| DIRECTION |
Count the lines in the records below that contain the word "mountain", and reply with only that number.
-- Begin --
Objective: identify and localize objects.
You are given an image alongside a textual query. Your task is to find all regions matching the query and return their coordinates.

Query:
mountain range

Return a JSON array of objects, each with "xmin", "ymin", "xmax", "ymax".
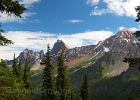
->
[{"xmin": 7, "ymin": 28, "xmax": 140, "ymax": 76}]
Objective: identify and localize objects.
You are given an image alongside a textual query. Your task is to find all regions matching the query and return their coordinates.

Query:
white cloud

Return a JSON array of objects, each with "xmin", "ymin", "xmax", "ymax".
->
[
  {"xmin": 86, "ymin": 0, "xmax": 100, "ymax": 6},
  {"xmin": 90, "ymin": 0, "xmax": 139, "ymax": 17},
  {"xmin": 0, "ymin": 12, "xmax": 35, "ymax": 23},
  {"xmin": 0, "ymin": 0, "xmax": 41, "ymax": 23},
  {"xmin": 63, "ymin": 20, "xmax": 84, "ymax": 23},
  {"xmin": 0, "ymin": 31, "xmax": 113, "ymax": 59},
  {"xmin": 20, "ymin": 0, "xmax": 41, "ymax": 7},
  {"xmin": 119, "ymin": 26, "xmax": 140, "ymax": 32}
]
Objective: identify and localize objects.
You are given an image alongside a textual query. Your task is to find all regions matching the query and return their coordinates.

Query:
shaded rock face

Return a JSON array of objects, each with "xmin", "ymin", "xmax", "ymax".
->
[
  {"xmin": 6, "ymin": 29, "xmax": 140, "ymax": 75},
  {"xmin": 17, "ymin": 49, "xmax": 44, "ymax": 65},
  {"xmin": 51, "ymin": 40, "xmax": 69, "ymax": 57}
]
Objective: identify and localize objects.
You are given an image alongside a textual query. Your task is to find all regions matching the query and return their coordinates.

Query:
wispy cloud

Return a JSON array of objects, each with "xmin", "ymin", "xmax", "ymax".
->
[
  {"xmin": 63, "ymin": 20, "xmax": 84, "ymax": 24},
  {"xmin": 86, "ymin": 0, "xmax": 100, "ymax": 6},
  {"xmin": 0, "ymin": 12, "xmax": 36, "ymax": 23},
  {"xmin": 0, "ymin": 31, "xmax": 113, "ymax": 59},
  {"xmin": 0, "ymin": 0, "xmax": 41, "ymax": 23},
  {"xmin": 119, "ymin": 26, "xmax": 140, "ymax": 32},
  {"xmin": 20, "ymin": 0, "xmax": 41, "ymax": 7},
  {"xmin": 90, "ymin": 0, "xmax": 139, "ymax": 17}
]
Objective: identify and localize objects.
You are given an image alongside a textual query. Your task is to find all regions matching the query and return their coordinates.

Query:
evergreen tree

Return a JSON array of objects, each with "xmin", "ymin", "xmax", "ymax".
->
[
  {"xmin": 135, "ymin": 6, "xmax": 140, "ymax": 22},
  {"xmin": 22, "ymin": 57, "xmax": 33, "ymax": 89},
  {"xmin": 80, "ymin": 73, "xmax": 90, "ymax": 100},
  {"xmin": 0, "ymin": 0, "xmax": 26, "ymax": 46},
  {"xmin": 12, "ymin": 54, "xmax": 18, "ymax": 77},
  {"xmin": 56, "ymin": 50, "xmax": 71, "ymax": 100},
  {"xmin": 41, "ymin": 44, "xmax": 57, "ymax": 100}
]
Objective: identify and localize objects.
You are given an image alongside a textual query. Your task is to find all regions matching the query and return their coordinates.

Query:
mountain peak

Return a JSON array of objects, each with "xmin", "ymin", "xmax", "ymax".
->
[
  {"xmin": 119, "ymin": 28, "xmax": 133, "ymax": 35},
  {"xmin": 51, "ymin": 39, "xmax": 70, "ymax": 55}
]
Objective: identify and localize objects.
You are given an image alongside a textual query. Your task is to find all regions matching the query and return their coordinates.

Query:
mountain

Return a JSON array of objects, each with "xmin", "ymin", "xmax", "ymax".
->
[
  {"xmin": 51, "ymin": 39, "xmax": 70, "ymax": 57},
  {"xmin": 65, "ymin": 29, "xmax": 140, "ymax": 76},
  {"xmin": 7, "ymin": 29, "xmax": 140, "ymax": 76},
  {"xmin": 31, "ymin": 29, "xmax": 140, "ymax": 100},
  {"xmin": 6, "ymin": 48, "xmax": 44, "ymax": 67}
]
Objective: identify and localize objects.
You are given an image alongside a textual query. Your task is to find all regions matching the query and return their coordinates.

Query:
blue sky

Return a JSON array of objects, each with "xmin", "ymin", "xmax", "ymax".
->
[{"xmin": 0, "ymin": 0, "xmax": 140, "ymax": 59}]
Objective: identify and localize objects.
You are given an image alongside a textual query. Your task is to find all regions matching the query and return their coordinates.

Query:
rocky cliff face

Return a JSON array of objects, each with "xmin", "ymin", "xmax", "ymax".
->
[
  {"xmin": 6, "ymin": 29, "xmax": 140, "ymax": 76},
  {"xmin": 51, "ymin": 39, "xmax": 70, "ymax": 57}
]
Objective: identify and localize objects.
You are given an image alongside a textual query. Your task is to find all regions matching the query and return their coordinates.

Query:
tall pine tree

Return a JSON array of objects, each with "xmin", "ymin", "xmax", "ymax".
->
[
  {"xmin": 22, "ymin": 57, "xmax": 33, "ymax": 89},
  {"xmin": 12, "ymin": 54, "xmax": 18, "ymax": 77},
  {"xmin": 80, "ymin": 73, "xmax": 90, "ymax": 100},
  {"xmin": 41, "ymin": 44, "xmax": 57, "ymax": 100},
  {"xmin": 56, "ymin": 50, "xmax": 71, "ymax": 100}
]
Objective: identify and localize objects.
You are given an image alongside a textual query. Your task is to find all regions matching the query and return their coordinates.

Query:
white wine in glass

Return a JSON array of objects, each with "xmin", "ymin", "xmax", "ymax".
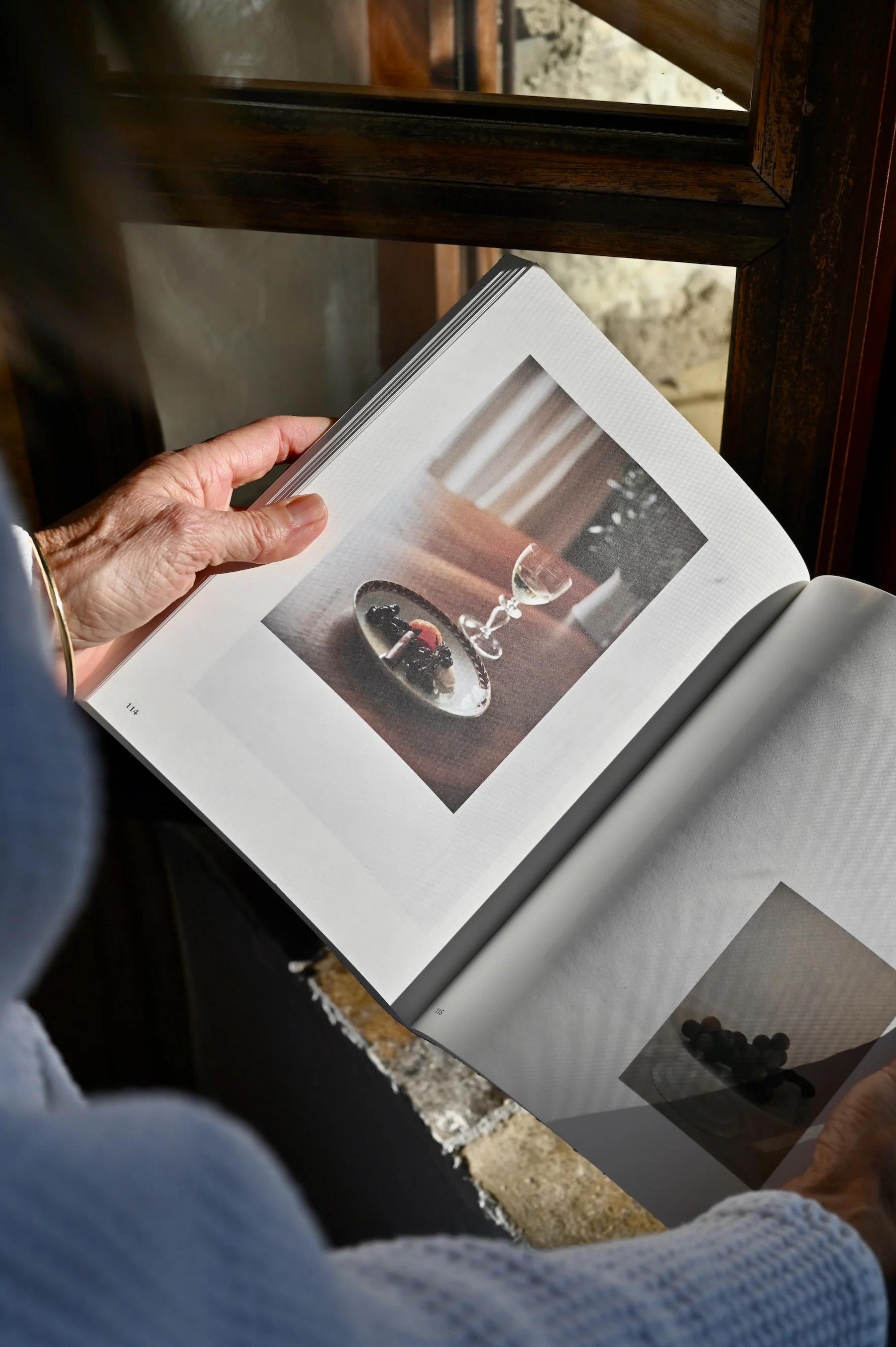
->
[{"xmin": 459, "ymin": 543, "xmax": 572, "ymax": 660}]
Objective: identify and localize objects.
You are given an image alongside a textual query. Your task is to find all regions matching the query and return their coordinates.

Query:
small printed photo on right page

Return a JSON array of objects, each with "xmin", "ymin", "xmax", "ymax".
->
[{"xmin": 620, "ymin": 883, "xmax": 896, "ymax": 1188}]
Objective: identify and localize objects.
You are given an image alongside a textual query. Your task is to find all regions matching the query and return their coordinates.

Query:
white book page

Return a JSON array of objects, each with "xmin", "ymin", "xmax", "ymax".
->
[
  {"xmin": 88, "ymin": 269, "xmax": 807, "ymax": 1002},
  {"xmin": 415, "ymin": 577, "xmax": 896, "ymax": 1223}
]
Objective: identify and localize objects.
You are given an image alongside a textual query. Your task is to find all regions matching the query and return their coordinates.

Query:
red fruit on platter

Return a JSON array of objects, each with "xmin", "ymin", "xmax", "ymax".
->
[{"xmin": 410, "ymin": 617, "xmax": 442, "ymax": 651}]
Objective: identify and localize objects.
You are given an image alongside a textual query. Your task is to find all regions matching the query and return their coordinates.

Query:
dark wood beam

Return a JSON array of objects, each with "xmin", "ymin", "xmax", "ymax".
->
[
  {"xmin": 722, "ymin": 0, "xmax": 896, "ymax": 573},
  {"xmin": 578, "ymin": 0, "xmax": 760, "ymax": 108},
  {"xmin": 109, "ymin": 81, "xmax": 787, "ymax": 264}
]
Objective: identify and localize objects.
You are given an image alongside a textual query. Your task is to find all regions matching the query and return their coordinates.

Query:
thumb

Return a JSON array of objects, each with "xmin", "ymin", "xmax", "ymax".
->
[{"xmin": 194, "ymin": 495, "xmax": 326, "ymax": 566}]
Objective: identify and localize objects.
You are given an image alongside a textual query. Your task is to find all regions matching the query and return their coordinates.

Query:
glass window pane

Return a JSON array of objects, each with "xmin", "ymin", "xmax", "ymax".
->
[
  {"xmin": 125, "ymin": 225, "xmax": 734, "ymax": 479},
  {"xmin": 100, "ymin": 0, "xmax": 760, "ymax": 108}
]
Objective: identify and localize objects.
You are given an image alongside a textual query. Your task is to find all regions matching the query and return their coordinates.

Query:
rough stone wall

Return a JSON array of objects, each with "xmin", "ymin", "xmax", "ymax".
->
[{"xmin": 516, "ymin": 0, "xmax": 736, "ymax": 439}]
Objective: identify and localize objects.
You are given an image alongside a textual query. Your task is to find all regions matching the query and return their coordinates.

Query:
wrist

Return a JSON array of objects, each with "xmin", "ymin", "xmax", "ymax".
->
[{"xmin": 784, "ymin": 1171, "xmax": 896, "ymax": 1281}]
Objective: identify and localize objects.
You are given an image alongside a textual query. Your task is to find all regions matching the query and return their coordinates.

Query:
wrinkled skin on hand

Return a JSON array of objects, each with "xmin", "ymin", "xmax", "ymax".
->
[
  {"xmin": 38, "ymin": 416, "xmax": 330, "ymax": 679},
  {"xmin": 785, "ymin": 1063, "xmax": 896, "ymax": 1281}
]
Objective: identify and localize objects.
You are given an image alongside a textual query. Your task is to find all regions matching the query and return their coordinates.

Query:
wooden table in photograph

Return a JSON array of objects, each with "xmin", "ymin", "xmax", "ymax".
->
[{"xmin": 265, "ymin": 474, "xmax": 600, "ymax": 810}]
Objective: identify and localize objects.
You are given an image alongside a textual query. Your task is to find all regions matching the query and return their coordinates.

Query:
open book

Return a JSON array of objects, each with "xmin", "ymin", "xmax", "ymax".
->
[{"xmin": 85, "ymin": 257, "xmax": 896, "ymax": 1222}]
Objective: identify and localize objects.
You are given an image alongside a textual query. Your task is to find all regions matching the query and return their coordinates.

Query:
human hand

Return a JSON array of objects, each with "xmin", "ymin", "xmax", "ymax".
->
[
  {"xmin": 784, "ymin": 1063, "xmax": 896, "ymax": 1281},
  {"xmin": 38, "ymin": 416, "xmax": 330, "ymax": 678}
]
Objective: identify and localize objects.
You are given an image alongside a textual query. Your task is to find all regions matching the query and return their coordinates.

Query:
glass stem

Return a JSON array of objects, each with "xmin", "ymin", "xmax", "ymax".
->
[{"xmin": 482, "ymin": 594, "xmax": 523, "ymax": 636}]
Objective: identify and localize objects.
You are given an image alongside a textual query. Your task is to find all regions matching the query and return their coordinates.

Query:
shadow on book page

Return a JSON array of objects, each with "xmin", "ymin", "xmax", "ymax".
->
[{"xmin": 601, "ymin": 883, "xmax": 896, "ymax": 1188}]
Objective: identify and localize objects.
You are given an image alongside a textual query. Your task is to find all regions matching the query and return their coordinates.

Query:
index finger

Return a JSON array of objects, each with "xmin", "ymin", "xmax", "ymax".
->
[{"xmin": 179, "ymin": 416, "xmax": 333, "ymax": 489}]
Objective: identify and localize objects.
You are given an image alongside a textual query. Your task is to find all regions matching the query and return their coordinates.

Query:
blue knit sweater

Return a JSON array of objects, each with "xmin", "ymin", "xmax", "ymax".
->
[{"xmin": 0, "ymin": 484, "xmax": 887, "ymax": 1347}]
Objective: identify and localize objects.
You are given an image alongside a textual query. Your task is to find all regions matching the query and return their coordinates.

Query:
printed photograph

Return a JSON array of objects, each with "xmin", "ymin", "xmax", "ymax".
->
[
  {"xmin": 620, "ymin": 883, "xmax": 896, "ymax": 1188},
  {"xmin": 264, "ymin": 357, "xmax": 706, "ymax": 811}
]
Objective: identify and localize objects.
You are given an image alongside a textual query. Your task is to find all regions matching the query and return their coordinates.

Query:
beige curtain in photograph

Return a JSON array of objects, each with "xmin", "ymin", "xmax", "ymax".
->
[{"xmin": 430, "ymin": 356, "xmax": 625, "ymax": 552}]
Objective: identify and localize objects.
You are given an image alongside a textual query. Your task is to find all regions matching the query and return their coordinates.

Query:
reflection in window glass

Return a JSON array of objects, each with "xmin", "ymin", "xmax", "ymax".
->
[
  {"xmin": 125, "ymin": 225, "xmax": 734, "ymax": 479},
  {"xmin": 99, "ymin": 0, "xmax": 759, "ymax": 108},
  {"xmin": 125, "ymin": 225, "xmax": 379, "ymax": 461}
]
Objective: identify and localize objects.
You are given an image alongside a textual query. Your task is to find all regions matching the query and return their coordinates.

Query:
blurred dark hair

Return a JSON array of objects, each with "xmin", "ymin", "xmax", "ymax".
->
[{"xmin": 0, "ymin": 0, "xmax": 189, "ymax": 378}]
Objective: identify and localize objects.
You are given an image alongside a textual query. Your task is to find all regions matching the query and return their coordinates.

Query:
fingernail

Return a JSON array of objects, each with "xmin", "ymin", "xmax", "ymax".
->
[{"xmin": 286, "ymin": 495, "xmax": 326, "ymax": 528}]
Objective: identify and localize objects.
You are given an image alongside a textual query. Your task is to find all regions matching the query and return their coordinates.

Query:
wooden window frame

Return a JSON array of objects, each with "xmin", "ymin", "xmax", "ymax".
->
[{"xmin": 17, "ymin": 0, "xmax": 896, "ymax": 573}]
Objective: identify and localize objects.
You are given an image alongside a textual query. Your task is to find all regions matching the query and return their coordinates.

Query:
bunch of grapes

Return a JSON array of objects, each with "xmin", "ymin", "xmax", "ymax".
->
[
  {"xmin": 366, "ymin": 604, "xmax": 411, "ymax": 641},
  {"xmin": 366, "ymin": 604, "xmax": 454, "ymax": 695},
  {"xmin": 682, "ymin": 1014, "xmax": 815, "ymax": 1103}
]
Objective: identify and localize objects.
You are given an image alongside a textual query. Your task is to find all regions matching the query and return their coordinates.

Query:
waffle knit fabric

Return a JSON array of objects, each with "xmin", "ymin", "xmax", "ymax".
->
[
  {"xmin": 0, "ymin": 482, "xmax": 887, "ymax": 1347},
  {"xmin": 0, "ymin": 1098, "xmax": 887, "ymax": 1347}
]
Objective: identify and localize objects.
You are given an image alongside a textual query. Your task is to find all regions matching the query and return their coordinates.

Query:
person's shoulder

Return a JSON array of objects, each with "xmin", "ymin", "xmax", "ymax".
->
[
  {"xmin": 0, "ymin": 1094, "xmax": 314, "ymax": 1227},
  {"xmin": 0, "ymin": 1095, "xmax": 342, "ymax": 1347}
]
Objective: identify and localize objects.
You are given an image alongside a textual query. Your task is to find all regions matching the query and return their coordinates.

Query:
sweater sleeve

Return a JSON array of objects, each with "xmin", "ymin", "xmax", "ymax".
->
[
  {"xmin": 0, "ymin": 1099, "xmax": 887, "ymax": 1347},
  {"xmin": 334, "ymin": 1192, "xmax": 887, "ymax": 1347}
]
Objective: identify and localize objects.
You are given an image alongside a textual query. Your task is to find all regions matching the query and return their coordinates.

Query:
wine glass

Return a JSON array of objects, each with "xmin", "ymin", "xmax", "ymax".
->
[{"xmin": 459, "ymin": 543, "xmax": 572, "ymax": 660}]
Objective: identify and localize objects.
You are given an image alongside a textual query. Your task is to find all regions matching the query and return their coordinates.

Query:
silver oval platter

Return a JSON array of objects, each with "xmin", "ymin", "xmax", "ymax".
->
[{"xmin": 354, "ymin": 581, "xmax": 492, "ymax": 719}]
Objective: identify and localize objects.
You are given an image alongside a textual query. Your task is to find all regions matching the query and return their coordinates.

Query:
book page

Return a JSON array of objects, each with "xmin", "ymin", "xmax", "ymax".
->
[
  {"xmin": 416, "ymin": 577, "xmax": 896, "ymax": 1223},
  {"xmin": 88, "ymin": 268, "xmax": 807, "ymax": 1002}
]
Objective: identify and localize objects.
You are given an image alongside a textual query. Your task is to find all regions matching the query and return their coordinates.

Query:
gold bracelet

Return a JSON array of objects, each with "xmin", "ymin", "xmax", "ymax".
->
[{"xmin": 28, "ymin": 533, "xmax": 74, "ymax": 702}]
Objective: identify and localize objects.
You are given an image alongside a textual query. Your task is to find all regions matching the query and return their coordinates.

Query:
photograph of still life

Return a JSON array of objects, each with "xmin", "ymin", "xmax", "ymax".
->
[
  {"xmin": 264, "ymin": 357, "xmax": 706, "ymax": 811},
  {"xmin": 620, "ymin": 883, "xmax": 896, "ymax": 1188}
]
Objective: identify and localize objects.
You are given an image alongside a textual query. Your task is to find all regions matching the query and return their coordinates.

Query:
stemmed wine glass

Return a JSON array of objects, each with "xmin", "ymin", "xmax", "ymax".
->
[{"xmin": 459, "ymin": 543, "xmax": 572, "ymax": 660}]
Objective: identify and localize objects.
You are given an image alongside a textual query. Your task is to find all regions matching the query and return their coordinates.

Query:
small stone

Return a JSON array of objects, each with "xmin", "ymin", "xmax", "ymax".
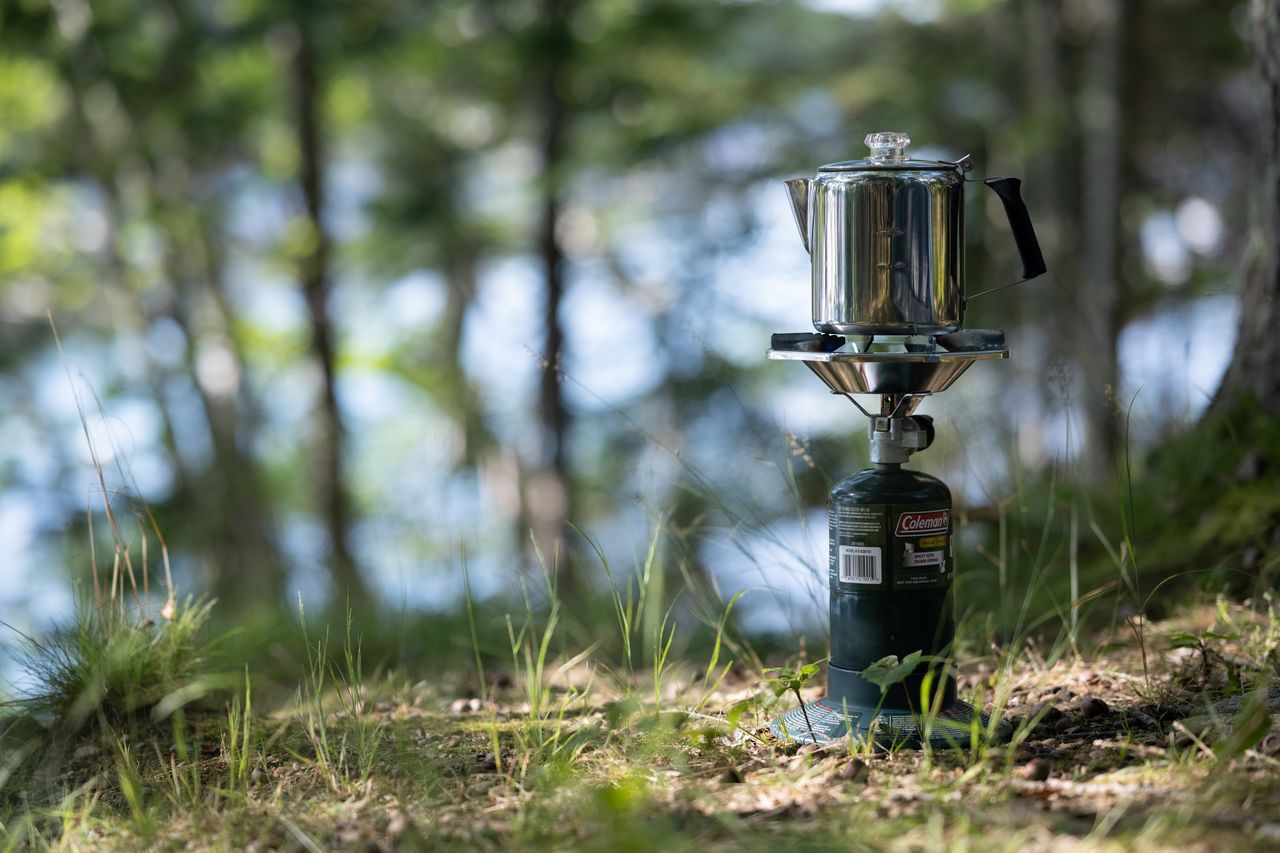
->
[
  {"xmin": 1027, "ymin": 702, "xmax": 1062, "ymax": 729},
  {"xmin": 1023, "ymin": 758, "xmax": 1052, "ymax": 781}
]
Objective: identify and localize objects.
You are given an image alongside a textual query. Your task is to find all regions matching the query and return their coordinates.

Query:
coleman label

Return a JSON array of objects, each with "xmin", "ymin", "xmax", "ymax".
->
[
  {"xmin": 893, "ymin": 510, "xmax": 951, "ymax": 537},
  {"xmin": 828, "ymin": 500, "xmax": 954, "ymax": 593},
  {"xmin": 890, "ymin": 503, "xmax": 954, "ymax": 589}
]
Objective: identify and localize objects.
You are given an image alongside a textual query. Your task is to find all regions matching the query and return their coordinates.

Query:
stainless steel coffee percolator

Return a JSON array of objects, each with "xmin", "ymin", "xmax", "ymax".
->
[{"xmin": 786, "ymin": 133, "xmax": 1044, "ymax": 336}]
-- End --
| COMPLETED EXERCISE |
3